==== Records for the exercise ====
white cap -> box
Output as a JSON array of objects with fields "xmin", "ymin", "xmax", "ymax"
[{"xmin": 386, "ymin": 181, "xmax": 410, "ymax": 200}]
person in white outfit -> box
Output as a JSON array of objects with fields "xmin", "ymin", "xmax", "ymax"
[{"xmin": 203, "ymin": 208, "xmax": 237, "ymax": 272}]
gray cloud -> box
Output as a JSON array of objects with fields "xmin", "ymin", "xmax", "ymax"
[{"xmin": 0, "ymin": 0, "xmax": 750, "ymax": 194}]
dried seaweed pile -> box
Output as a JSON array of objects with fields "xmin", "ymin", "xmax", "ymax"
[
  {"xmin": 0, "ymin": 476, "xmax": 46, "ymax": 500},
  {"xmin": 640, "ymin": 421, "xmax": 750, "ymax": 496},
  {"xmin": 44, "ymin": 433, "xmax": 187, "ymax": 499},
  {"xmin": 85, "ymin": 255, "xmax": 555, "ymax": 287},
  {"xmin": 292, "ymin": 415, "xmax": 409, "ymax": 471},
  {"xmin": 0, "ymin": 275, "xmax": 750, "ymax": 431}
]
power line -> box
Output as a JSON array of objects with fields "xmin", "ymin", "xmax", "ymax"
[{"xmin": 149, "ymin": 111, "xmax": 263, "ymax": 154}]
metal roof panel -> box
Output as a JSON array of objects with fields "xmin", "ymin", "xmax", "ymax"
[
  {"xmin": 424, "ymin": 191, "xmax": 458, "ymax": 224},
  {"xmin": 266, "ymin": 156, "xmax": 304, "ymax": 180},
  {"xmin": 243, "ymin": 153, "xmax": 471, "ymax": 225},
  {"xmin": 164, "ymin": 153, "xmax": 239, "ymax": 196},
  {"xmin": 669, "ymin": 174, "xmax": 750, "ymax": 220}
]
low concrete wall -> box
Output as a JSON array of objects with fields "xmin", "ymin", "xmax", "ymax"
====
What to do
Reproduce verbatim the part of the entries that opens with the line containing "metal roof panel -> box" and runs through the last line of the entries, both ends included.

Task answer
metal roof panel -> box
Output as a JSON array of objects with fields "xmin", "ymin", "xmax", "ymax"
[
  {"xmin": 424, "ymin": 191, "xmax": 458, "ymax": 224},
  {"xmin": 266, "ymin": 156, "xmax": 304, "ymax": 180},
  {"xmin": 243, "ymin": 153, "xmax": 471, "ymax": 225},
  {"xmin": 164, "ymin": 153, "xmax": 239, "ymax": 196},
  {"xmin": 669, "ymin": 174, "xmax": 750, "ymax": 220}
]
low concrete wall -> box
Output as a JSON array of objects with fields "xmin", "ymin", "xmax", "ymax"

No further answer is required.